→ **PROBLEM STATEMENT**: Proceed with the passage below about the restaurant Zax, picking up right after its final sentence.

══ DOCUMENT SECTION

Zax, which is named for the Schaefers’ son, Zacharie, is just one big room, really. To one side is an open kitchen under a gleaming brass hood. It’s framed by a handsome wood bar stacked with dinner plates, pitchers of water and a profusion of flowers. With its closely packed tables and banquette that runs the length of an exposed brick wall, Zax is comfortable and welcoming enough to make anyone feel like a regular by a second visit.

Under the former chef, Brooke Williamson, who has just opened Amuse Cafe in Venice, the menu had a high California gloss. The new chef, Gavin Portsmouth, was trained in England, and he brings an engaging sophistication and worldly accent, while keeping the same casual spirit. To cite a couple of examples, he slips a squirt of lime and a little mint and red hot pepper into his steamed black mussels and decorates them with slices of lotus root as lacy as snowflakes. The broth, swirled with creme fraiche, tastes familiar and exotic at the same time. Duck broth soup is loaded with shredded chicken confit and ribbons of soft nappa cabbage and radicchio. It is lightly perfumed with basil, and it holds a sneaky snort of jalapeno.

Salads are intelligent and delicious, whether it’s a lovely roasted fig and beet salad strewn with hazelnuts in a goat cheese vinaigrette, or one with emerald arugula and radicchio tossed with tiny red grape tomatoes and hand-torn croutons. The peppered pecorino shaved over the top is a welcome change from Parmigiano, and it’s pungent enough to stand up to the peppery arugula.

════
══ DATASET CONTENT

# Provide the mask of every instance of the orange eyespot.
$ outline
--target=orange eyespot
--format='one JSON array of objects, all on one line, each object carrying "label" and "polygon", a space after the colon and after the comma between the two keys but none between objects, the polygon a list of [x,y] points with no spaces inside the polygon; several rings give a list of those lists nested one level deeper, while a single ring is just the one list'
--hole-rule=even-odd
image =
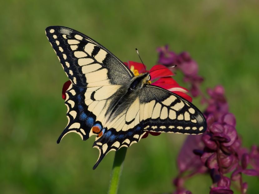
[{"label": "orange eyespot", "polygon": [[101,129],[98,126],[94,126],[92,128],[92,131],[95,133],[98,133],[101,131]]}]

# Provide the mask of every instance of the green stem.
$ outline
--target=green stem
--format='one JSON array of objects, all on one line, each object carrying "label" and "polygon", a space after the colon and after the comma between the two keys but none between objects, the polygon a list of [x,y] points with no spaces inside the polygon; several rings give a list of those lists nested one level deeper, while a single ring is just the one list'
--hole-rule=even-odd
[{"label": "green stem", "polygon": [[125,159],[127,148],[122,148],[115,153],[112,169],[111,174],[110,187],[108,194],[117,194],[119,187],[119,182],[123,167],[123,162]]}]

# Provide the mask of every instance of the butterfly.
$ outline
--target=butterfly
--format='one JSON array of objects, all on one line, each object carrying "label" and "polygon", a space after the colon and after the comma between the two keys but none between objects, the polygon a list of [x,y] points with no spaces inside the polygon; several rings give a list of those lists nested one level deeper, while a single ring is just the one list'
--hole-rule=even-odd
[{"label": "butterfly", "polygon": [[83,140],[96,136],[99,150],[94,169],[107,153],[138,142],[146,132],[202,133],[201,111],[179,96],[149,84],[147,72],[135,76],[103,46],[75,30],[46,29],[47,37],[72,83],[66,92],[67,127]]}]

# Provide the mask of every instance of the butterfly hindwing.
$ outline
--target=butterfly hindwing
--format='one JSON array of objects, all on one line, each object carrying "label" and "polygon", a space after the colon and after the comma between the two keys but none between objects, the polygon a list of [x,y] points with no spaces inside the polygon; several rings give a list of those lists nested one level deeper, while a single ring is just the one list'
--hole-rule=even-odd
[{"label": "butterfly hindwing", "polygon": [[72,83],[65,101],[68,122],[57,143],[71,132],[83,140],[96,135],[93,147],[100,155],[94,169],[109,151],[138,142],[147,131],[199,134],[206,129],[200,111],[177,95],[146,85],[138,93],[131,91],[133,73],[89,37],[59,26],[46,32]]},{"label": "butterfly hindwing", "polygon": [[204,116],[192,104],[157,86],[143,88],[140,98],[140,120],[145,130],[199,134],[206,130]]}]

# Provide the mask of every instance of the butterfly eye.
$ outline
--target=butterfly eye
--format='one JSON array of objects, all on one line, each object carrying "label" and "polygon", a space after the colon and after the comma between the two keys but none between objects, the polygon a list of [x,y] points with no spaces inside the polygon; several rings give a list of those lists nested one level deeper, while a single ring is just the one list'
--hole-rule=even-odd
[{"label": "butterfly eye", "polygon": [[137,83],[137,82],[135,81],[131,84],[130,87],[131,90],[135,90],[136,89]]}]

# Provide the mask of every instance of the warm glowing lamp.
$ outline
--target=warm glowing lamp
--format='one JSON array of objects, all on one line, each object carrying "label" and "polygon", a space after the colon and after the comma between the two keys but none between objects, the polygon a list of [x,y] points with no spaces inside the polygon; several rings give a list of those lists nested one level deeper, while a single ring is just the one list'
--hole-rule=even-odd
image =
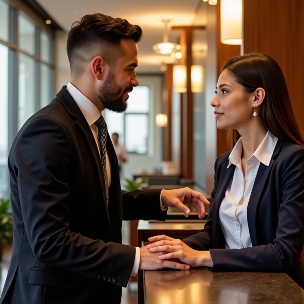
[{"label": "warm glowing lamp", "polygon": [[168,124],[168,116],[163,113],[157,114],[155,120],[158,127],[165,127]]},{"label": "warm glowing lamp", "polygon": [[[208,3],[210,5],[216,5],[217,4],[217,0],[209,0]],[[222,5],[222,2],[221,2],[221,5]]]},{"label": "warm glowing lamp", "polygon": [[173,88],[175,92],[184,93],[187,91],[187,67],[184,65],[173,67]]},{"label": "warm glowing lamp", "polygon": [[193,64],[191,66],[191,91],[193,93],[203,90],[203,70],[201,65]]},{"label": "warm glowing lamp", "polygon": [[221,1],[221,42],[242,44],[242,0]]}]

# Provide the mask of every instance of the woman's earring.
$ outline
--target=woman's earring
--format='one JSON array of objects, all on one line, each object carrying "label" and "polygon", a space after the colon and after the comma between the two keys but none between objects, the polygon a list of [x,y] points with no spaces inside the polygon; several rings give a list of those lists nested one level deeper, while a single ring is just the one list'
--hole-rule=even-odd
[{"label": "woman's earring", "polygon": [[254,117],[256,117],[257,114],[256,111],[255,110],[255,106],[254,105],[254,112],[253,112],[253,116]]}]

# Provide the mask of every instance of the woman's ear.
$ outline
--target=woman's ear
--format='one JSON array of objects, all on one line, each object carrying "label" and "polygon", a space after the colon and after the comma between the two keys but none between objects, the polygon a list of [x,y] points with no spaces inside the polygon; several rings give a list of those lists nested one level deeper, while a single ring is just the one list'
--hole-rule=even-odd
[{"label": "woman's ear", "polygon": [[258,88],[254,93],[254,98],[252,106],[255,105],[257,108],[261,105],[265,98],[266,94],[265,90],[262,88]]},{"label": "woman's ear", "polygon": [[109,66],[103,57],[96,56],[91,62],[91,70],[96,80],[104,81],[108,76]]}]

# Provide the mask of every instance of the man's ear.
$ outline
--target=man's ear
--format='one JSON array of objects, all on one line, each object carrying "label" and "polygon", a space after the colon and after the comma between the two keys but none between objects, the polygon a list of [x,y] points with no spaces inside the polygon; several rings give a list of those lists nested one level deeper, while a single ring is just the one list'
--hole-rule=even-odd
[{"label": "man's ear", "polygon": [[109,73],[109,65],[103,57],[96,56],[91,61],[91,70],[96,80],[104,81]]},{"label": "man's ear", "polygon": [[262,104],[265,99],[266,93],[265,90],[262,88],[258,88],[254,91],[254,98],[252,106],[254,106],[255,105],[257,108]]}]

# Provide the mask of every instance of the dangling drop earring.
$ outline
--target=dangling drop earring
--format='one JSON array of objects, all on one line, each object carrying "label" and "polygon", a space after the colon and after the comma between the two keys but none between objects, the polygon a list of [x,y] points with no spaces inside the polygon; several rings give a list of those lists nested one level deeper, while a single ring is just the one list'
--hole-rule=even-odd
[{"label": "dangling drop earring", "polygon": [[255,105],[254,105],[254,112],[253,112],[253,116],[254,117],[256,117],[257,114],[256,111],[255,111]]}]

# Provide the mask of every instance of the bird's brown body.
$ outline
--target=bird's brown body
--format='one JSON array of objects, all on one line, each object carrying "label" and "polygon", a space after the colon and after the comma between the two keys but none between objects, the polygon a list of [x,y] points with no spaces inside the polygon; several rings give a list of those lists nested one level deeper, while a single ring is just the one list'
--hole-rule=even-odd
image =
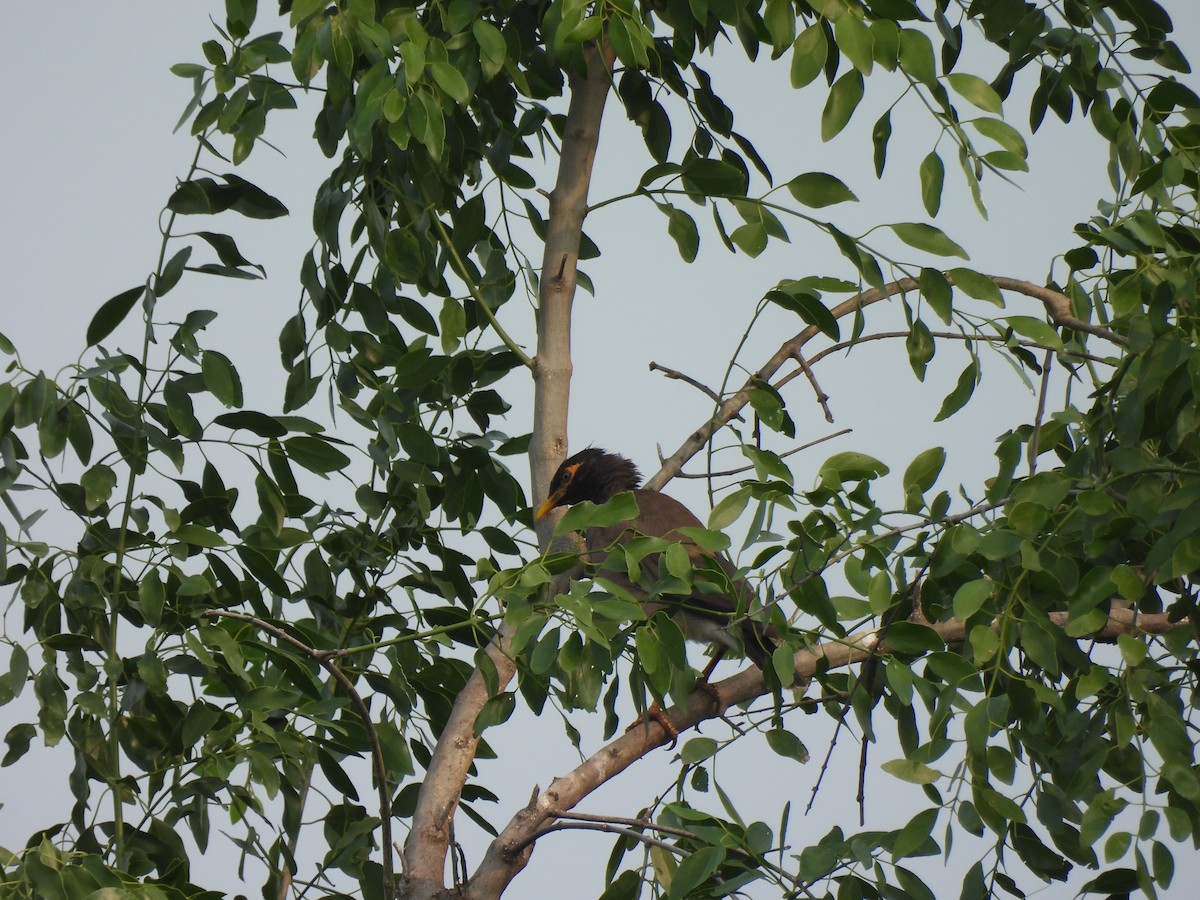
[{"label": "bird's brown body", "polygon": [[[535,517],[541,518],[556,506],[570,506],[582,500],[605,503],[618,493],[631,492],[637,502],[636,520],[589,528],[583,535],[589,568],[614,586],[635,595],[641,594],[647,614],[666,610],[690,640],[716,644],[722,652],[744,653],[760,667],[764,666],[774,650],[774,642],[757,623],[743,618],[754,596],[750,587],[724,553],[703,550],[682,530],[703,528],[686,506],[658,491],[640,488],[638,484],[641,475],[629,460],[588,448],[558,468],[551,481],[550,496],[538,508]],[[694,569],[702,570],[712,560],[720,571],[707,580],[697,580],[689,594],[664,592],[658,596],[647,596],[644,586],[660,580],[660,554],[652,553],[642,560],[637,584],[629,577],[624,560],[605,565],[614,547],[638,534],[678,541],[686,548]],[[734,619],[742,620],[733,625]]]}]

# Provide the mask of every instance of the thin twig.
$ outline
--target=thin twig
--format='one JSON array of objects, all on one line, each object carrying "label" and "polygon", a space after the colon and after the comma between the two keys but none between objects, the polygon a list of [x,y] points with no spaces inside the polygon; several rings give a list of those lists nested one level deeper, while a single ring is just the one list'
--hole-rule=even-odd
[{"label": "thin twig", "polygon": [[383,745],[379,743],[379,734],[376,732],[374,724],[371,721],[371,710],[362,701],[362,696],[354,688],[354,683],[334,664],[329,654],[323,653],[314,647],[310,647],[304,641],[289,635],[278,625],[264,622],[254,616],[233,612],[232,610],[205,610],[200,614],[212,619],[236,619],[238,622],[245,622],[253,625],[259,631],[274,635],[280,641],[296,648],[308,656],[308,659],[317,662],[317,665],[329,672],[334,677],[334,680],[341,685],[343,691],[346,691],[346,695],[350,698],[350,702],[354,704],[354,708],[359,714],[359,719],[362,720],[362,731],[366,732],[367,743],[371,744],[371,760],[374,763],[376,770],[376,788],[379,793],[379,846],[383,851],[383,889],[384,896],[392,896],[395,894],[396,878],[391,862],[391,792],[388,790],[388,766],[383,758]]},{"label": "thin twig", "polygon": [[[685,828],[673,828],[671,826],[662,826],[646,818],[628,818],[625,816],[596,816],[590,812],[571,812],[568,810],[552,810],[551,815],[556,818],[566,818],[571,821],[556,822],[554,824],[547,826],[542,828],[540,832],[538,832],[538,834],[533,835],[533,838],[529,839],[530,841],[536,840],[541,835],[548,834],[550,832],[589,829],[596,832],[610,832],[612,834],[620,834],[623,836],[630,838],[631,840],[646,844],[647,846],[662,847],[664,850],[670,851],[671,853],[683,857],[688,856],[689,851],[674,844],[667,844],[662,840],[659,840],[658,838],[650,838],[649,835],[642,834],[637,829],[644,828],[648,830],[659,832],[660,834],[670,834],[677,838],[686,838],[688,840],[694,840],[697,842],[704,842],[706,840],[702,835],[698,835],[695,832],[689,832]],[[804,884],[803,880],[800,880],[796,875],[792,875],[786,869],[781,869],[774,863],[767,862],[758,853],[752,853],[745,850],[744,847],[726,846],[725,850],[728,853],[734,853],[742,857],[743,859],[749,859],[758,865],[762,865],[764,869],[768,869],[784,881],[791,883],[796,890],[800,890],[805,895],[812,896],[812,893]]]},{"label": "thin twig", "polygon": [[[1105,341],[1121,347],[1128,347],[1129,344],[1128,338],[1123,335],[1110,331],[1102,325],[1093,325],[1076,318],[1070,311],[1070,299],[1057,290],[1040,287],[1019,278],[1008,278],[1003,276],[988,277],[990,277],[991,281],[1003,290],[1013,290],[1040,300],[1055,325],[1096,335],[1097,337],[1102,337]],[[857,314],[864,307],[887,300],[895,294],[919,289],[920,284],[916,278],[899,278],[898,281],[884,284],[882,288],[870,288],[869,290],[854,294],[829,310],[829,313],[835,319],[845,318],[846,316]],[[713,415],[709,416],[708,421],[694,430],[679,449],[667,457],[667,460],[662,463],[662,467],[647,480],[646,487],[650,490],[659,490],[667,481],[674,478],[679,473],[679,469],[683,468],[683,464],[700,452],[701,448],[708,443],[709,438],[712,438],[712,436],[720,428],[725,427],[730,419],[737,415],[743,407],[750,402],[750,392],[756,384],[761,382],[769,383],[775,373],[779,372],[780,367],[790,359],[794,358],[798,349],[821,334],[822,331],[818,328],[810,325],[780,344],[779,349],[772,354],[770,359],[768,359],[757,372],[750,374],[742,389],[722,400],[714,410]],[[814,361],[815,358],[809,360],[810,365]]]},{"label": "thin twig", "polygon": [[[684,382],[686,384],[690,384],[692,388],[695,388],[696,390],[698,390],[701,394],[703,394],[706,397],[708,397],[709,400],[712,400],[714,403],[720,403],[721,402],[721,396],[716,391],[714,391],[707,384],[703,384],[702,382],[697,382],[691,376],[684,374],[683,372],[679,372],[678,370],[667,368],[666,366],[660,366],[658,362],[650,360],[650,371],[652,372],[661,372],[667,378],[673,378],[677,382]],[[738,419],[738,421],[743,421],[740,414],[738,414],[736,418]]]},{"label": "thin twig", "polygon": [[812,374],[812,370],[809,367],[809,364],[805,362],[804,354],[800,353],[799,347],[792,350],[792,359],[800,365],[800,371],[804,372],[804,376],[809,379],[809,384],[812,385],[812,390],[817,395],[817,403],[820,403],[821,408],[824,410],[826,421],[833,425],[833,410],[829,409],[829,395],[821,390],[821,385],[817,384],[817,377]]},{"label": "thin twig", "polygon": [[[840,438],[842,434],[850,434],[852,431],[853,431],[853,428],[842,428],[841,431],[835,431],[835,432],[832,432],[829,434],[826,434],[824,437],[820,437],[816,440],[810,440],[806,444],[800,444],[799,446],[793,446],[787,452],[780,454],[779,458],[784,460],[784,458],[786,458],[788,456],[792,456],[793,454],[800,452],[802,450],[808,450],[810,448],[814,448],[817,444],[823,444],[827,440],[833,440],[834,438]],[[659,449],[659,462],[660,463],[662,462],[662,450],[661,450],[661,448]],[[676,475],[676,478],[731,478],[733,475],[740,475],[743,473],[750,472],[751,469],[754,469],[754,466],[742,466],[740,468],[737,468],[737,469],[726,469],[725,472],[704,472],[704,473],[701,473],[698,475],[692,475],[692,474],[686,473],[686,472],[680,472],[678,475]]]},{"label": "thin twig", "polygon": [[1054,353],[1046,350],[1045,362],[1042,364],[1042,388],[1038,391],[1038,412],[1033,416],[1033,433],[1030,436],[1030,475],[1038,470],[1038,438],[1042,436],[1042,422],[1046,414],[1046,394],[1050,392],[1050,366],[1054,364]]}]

════

→ **EXERCISE RESPONSE**:
Very few L.A. restaurants make a decent risotto. But here, at least, is someone who understands what the dish should be. Instead of the stodgy, overcooked and overrich rice turned out by so many kitchens, this chef cooks with the season, which is summer, after all. His risotto of lemon and asparagus is light and refreshing. Enriched with mascarpone and a little Parmesan, it’s the equivalent of a summer-weight blanket as opposed to a goose-down comforter.

Portsmouth’s sweet pea ravioli is designed to show off the last of the season’s peas. It’s a very pretty dish -- the pasta packets showered with peas and napped in a simple sage brown butter with summer truffles shaved lightly over the top. Summer truffles never have much flavor or perfume, so he’s heightened their effect with a little truffle oil. I wish he hadn’t -- it’s a cheap thrill that has become a caricature.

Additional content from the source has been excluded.